DOCUMENT PASSAGE ::
☆ ☆ ☆ ☆ ☆ ☆ ☆
For those that were – and it's worth remembering City’s average attendance in Division 2 was an impressive 28,708 – they have not only luxuriated in football’s equivalent to a life-changing makeover but additionally had to realign their expectations on a quite unprecedented level. From hoping Barry Conlon somehow managed to shoot straight to legitimately viewing Sevilla as beatable fare in the Champions League is a huge escalation in self-worth, a momentous reinterpretation of one's team that has had to become the norm in a very short space of time.
Unfortunately, according to some at least, this seismic shift in outlook has tilted too far, at times straying into arrogance and a sense of entitlement. It has become a common gripe from away fans visiting the Etihad these days: that City supporters just aren’t as likeable and pragmatic as they once were. In fact they might just be – whisper it sadly – slowly transforming into that lot down the road.
Is this true? Have City fans got too full of themselves and consequently become spoilt with success?
What they said...
We put the charge to five prominent Blues – who have each endured and revelled in a lifetime of following City at their most typical – and asked them to put forward a case for the defence.
Ahsan Naeem (first game 1991): "We're not spoiled, we are the opposite. We're not used to success so we have no idea how to deal with it. Every defeat is met with panic not because we feel entitled, but because deep down inside we fear it's the start of some typical City-esque spiral back into the lower divisions. It's wholly irrational but it exists."
Ric Turner (Editor of Bluemoon forum): "On the whole I think we've largely retained our self-deprecating humour and haven't yet developed the self-righteous arrogance of certain other clubs. The underlying pessimism with some older Blues still prevails: 'If anyone can f*** this opportunity up, it's us.'"
☆ ☆ ☆ ☆ ☆ ☆ ☆
[Entries drawn from a collection]
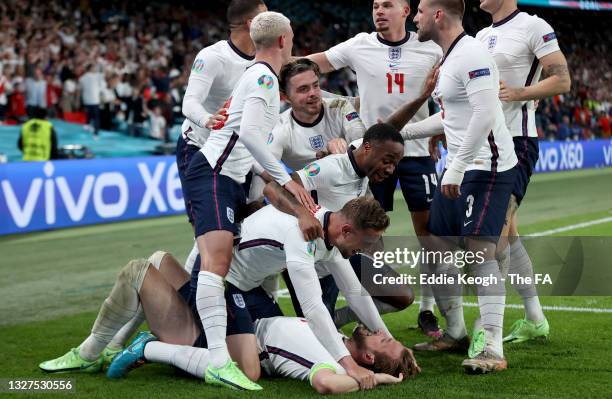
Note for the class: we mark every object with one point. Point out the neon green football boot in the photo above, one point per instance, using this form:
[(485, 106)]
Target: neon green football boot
[(230, 376), (525, 330), (477, 344), (72, 362)]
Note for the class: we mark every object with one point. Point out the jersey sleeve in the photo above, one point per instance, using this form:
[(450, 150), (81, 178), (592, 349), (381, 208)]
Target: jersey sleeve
[(340, 55), (318, 174), (542, 38), (204, 71), (476, 71), (352, 125)]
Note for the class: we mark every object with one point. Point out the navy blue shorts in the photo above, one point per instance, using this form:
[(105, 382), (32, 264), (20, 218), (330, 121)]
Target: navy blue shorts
[(243, 308), (527, 151), (216, 202), (184, 153), (481, 209), (418, 180)]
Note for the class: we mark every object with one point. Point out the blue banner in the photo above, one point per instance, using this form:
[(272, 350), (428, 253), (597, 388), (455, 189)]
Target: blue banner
[(49, 195), (556, 156)]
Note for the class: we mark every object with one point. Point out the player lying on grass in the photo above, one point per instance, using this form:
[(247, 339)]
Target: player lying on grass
[(157, 290)]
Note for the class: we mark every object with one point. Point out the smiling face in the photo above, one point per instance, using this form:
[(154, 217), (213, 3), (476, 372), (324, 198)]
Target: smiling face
[(304, 93), (389, 14)]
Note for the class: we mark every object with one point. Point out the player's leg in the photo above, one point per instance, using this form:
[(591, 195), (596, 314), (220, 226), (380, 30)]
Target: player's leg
☆ ☆ ☆ ☆ ☆ ☆ ☆
SET TASKS ::
**A)** Answer the following from the passage on City supporters:
(i) What was City's average attendance in Division 2?
(ii) Which ground do away fans visit, according to the common gripe described?
(iii) How many prominent Blues were asked to put forward a case for the defence?
**B)** Reproduce the section of the passage on City supporters that begins with the words "For those that" and ends with "space of time.".

SOLUTION SET ::
**A)**
(i) 28,708
(ii) The Etihad
(iii) Five

**B)**
For those that were – and it's worth remembering City’s average attendance in Division 2 was an impressive 28,708 – they have not only luxuriated in football’s equivalent to a life-changing makeover but additionally had to realign their expectations on a quite unprecedented level. From hoping Barry Conlon somehow managed to shoot straight to legitimately viewing Sevilla as beatable fare in the Champions League is a huge escalation in self-worth, a momentous reinterpretation of one's team that has had to become the norm in a very short space of time.